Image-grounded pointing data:
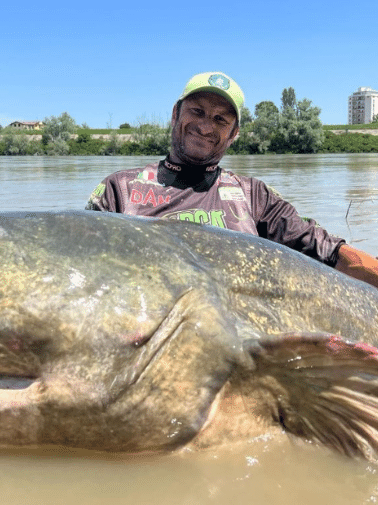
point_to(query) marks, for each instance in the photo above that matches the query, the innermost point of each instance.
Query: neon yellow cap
(216, 82)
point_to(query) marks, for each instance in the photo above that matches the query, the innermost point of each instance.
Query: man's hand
(358, 264)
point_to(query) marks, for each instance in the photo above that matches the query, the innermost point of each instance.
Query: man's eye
(221, 119)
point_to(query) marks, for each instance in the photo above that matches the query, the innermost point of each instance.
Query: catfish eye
(135, 339)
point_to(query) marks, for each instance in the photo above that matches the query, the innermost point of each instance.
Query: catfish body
(124, 334)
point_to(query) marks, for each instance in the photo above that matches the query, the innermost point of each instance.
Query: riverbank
(158, 143)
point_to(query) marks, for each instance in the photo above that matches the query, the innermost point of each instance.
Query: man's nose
(205, 125)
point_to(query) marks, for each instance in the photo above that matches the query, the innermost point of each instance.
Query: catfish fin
(323, 388)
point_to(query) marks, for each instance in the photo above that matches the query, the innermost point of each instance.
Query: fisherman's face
(205, 128)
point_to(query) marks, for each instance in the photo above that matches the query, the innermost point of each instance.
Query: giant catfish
(131, 334)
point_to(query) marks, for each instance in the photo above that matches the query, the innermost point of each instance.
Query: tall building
(362, 106)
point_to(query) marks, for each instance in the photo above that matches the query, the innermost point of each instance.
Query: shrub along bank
(158, 143)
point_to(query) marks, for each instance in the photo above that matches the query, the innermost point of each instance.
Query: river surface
(341, 193)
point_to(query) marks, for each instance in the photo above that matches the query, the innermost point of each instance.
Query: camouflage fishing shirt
(220, 198)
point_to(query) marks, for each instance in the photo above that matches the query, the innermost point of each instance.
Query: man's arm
(358, 264)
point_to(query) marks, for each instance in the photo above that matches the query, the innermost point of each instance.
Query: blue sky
(113, 62)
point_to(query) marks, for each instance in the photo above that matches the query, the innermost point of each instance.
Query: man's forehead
(215, 100)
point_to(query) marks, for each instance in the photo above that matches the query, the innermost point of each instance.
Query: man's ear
(174, 115)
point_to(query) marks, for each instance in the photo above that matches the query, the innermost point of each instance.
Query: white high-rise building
(362, 106)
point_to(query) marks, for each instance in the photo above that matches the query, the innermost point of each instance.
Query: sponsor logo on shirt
(200, 216)
(230, 193)
(149, 198)
(228, 178)
(99, 190)
(146, 177)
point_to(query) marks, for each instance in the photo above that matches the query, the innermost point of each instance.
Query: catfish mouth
(147, 346)
(20, 364)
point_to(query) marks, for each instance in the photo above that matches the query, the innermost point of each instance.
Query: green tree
(245, 116)
(265, 124)
(299, 128)
(58, 130)
(266, 107)
(15, 144)
(288, 98)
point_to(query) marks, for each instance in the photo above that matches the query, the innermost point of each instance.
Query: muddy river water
(341, 193)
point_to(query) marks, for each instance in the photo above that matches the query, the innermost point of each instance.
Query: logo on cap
(219, 81)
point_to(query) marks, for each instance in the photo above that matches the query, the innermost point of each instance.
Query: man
(189, 184)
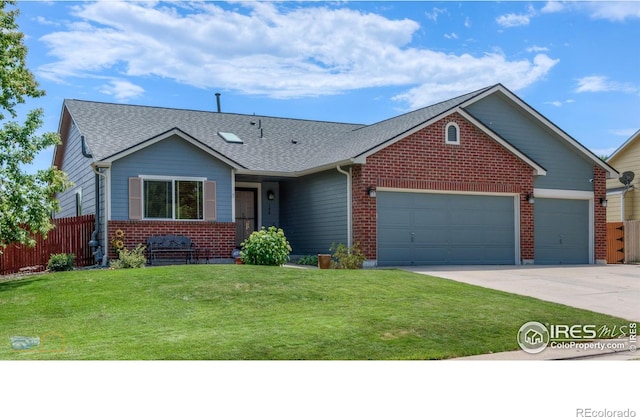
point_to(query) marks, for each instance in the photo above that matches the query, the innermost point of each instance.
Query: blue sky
(575, 62)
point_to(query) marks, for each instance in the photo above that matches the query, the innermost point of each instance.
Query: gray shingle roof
(110, 129)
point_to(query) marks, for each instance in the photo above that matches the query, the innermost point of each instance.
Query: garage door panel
(561, 231)
(446, 229)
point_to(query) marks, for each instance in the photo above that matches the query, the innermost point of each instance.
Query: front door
(246, 213)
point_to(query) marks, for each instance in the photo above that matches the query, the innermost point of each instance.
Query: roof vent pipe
(218, 101)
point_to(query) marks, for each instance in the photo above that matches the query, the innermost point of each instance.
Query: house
(478, 179)
(624, 199)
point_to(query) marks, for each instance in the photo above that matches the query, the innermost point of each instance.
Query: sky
(575, 62)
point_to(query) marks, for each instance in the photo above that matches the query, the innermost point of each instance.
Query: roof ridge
(209, 111)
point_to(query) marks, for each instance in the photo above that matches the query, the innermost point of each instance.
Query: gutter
(96, 169)
(349, 204)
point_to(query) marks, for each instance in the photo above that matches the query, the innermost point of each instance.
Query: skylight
(230, 137)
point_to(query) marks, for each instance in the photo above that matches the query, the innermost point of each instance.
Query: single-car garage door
(426, 229)
(561, 231)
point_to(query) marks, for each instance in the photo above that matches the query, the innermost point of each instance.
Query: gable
(425, 157)
(567, 167)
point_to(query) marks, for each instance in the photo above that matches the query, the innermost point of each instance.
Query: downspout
(95, 233)
(349, 204)
(105, 260)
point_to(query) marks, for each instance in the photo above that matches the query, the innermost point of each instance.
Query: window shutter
(210, 200)
(135, 198)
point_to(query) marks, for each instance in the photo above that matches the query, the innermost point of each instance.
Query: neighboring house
(624, 202)
(479, 179)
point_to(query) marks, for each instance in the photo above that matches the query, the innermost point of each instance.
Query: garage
(561, 231)
(427, 229)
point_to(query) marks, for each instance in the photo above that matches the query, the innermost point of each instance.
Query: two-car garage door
(426, 228)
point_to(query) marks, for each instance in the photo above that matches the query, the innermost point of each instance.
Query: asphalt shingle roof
(271, 144)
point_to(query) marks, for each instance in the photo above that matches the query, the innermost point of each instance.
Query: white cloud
(598, 84)
(537, 49)
(434, 13)
(268, 49)
(513, 20)
(553, 7)
(121, 90)
(444, 81)
(614, 10)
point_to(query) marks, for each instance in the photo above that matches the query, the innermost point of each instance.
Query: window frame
(446, 134)
(172, 180)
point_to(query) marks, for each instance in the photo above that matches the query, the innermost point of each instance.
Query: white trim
(573, 195)
(419, 191)
(173, 179)
(349, 204)
(516, 209)
(562, 194)
(252, 185)
(446, 134)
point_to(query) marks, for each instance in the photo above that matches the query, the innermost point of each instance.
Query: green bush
(266, 247)
(308, 260)
(61, 262)
(130, 258)
(344, 257)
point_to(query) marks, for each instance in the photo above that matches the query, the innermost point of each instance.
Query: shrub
(61, 262)
(308, 260)
(130, 258)
(266, 247)
(344, 257)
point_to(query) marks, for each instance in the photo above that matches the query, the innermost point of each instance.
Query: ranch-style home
(478, 179)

WORK TO COMPLETE: Copy the entries character for character, excluding any pictures.

YOUR SOLUTION:
point_to(query) marks, for each instance in the photo above that matches the query, the innermost point of each instance.
Query: neon yellow cap
(216, 82)
point_to(query) marks, for each instance in the photo above that matches the query, the innermost point of each instance.
Query: man's hand
(358, 264)
point_to(query) marks, for each instance in the photo above that matches the query, the innermost point of each instance.
Query: man's eye
(221, 119)
point_to(query) marks, for each instance in the photo above that matches the query, the innermost point of each instance.
Query: catfish eye
(135, 339)
point_to(query) marks, for each instance in the photo above that matches the query, the innermost point of each instance.
Query: catfish body
(124, 334)
point_to(query) marks, for each instance in the photo above that matches the query, the innermost point of each instance.
Query: riverbank
(158, 143)
point_to(query) marks, for each instance in the photo above that matches the query, the innermost point of each instance.
Query: man's nose
(205, 125)
point_to(query) marks, for each instance in the photo above that matches the query, the innermost point of each instance.
Query: catfish fin
(323, 388)
point_to(query) marks, for each instance in the photo above that matches the query, the innermost point of each instance.
Query: fisherman's face
(205, 128)
point_to(query) marks, for each instance in the photo above that matches the query, the innermost point of each instance.
Query: giant catfish
(131, 334)
point_to(query) marks, for each instance in the photo above that matches the query, the innermost point of each instance.
Query: tall building
(362, 106)
point_to(query) marks, for each instance in the photo above that matches the query, the innermost point of each instance.
Query: shrub along bank
(158, 143)
point_to(query) marks, for each instance in the photo above that matches the query, the innermost point of each instance.
Query: river surface
(341, 193)
point_to(query) marks, for each instance in the photo above that matches the query, the innermost point of each instance.
Query: camouflage fishing shirt
(220, 198)
point_to(query) marks, for each instance in the photo above that matches the query, the innermost point of each instance.
Query: man's arm
(358, 264)
point_to(query) marks, for each instance in the photo above that matches the query, the innermost point of each instance.
Query: blue sky
(113, 62)
point_to(query) marks, for each instance in the photo above that matches the query, the innermost point of each instance.
Query: man's forehead
(215, 100)
point_to(query) marks, for each instance in the photo above that matches the query, the innermost point of each instance.
Query: man's ear
(174, 115)
point_to(query) marks, for each instance in the photo above that matches the query, the innermost point of each instance.
Query: white high-rise building
(362, 106)
point_to(query) marks, for each instance in the photo above that matches the query, the innermost point of each instance.
Query: sponsor logo on shirt
(200, 216)
(230, 193)
(149, 198)
(228, 178)
(99, 190)
(146, 177)
point_to(query) marks, for each instance in the photo above that matches the query, the innermost point of each instance.
Query: catfish mouth
(147, 346)
(20, 364)
point_to(query) marks, for each instance in the photo above that matches the query, the innermost point of each instance.
Query: green tree
(245, 116)
(265, 124)
(299, 128)
(58, 130)
(266, 107)
(15, 144)
(288, 98)
point_to(query) marks, for each instance in the photo above that matches the query, the innermost point of each instance.
Query: muddy river water
(341, 193)
point_to(query) marks, for each instance in the photo above that matches the query, the innermost point of each instance.
Query: logo on cap
(219, 81)
point_to(query) marks, for each instance in the photo above that matches the query, the innermost point of each instance.
Query: man
(189, 184)
point_to(query) marks, for each instance in the photo above that matches the query, the innermost point of each instance.
Query: blue sky
(575, 62)
point_to(query) marks, for each instance in the photo above that matches the query, the innermost point of each instance.
Query: gray shingle roof
(110, 129)
point_to(query) marks, for each instance in the photo above that matches the query, the innermost point of each instance.
Query: garage door panel
(561, 231)
(446, 229)
point_to(query) marks, for each instance in the photo above that matches the query, the innermost point of each instance.
Query: front door
(246, 213)
point_to(query) marks, for each instance in the photo above that matches the query, the innermost point of each instance.
Query: roof vent pipe
(218, 101)
point_to(query) marks, for each instance in the photo above that matches the query, the innermost point of each instance.
Query: house
(478, 179)
(624, 199)
point_to(query) marks, for each instance in the photo above that matches the query, the innermost point of each instance.
Query: sky
(575, 62)
point_to(query) marks, for each instance in the photo above that matches the query, the innermost point of each instance.
Query: roof ridge
(209, 111)
point_to(query) marks, for each instance in the photo above that matches the query, the innermost point of each instance.
Query: gutter
(96, 169)
(349, 204)
point_to(query) marks, for each instance in the photo above that matches the query, the innermost point of each instance.
Query: skylight
(230, 137)
point_to(query) marks, for each instance in the photo above that matches the query, the innermost point of each instance.
Query: single-car garage door
(426, 229)
(561, 231)
point_to(query) marks, for each instance in the photo above that matches the query, the innermost point of each instance.
Query: gable
(425, 157)
(567, 167)
point_to(query) marks, for each instance in the photo above that matches the query, the innermost point of each instance.
Query: downspout
(95, 233)
(349, 204)
(105, 260)
point_to(query) marks, for each instance in the photo above that matches the query, the innermost point of each instance.
Query: window shutter
(210, 200)
(135, 198)
point_to(query) marks, for each instance in the photo above that matches the query, the innermost point of each instance.
Query: neighboring house
(624, 202)
(479, 179)
point_to(query) marks, for each instance in the photo above that matches the query, the innermost point of each instance.
Query: garage
(561, 231)
(427, 229)
point_to(query) marks, for each instance in the photo above that matches the query, the innermost point of each instance.
Query: two-car garage door
(426, 228)
point_to(query) marks, for each instance in the photo above that matches the query, the innermost point of each instance.
Query: asphalt shingle roof
(271, 144)
point_to(query) marks, for each instance in the photo above that matches the query, the innermost point of each instance.
Query: white cloud
(598, 84)
(537, 49)
(434, 13)
(268, 49)
(513, 20)
(553, 7)
(121, 90)
(444, 81)
(614, 10)
point_to(query) marks, for each instance in the photo above that matches the query, the innermost point of each instance.
Query: window frame
(446, 134)
(172, 180)
point_to(query) marks, for each instance in the photo above that matches the query, the innermost point of each instance.
Query: white trim
(573, 195)
(419, 191)
(173, 179)
(349, 204)
(516, 209)
(562, 194)
(252, 185)
(446, 134)
point_to(query) marks, for each instance in the photo above that matches the query, the innermost point of each instance.
Query: green bush
(266, 247)
(308, 260)
(61, 262)
(130, 258)
(344, 257)
point_to(query) marks, for each instance in the photo above that matches the query, the innermost point of each instance.
Query: shrub
(61, 262)
(308, 260)
(130, 258)
(266, 247)
(344, 257)
point_to(query) marks, for each instance in the photo above that matches the query, the innermost point of each instance.
Query: ranch-style home
(478, 179)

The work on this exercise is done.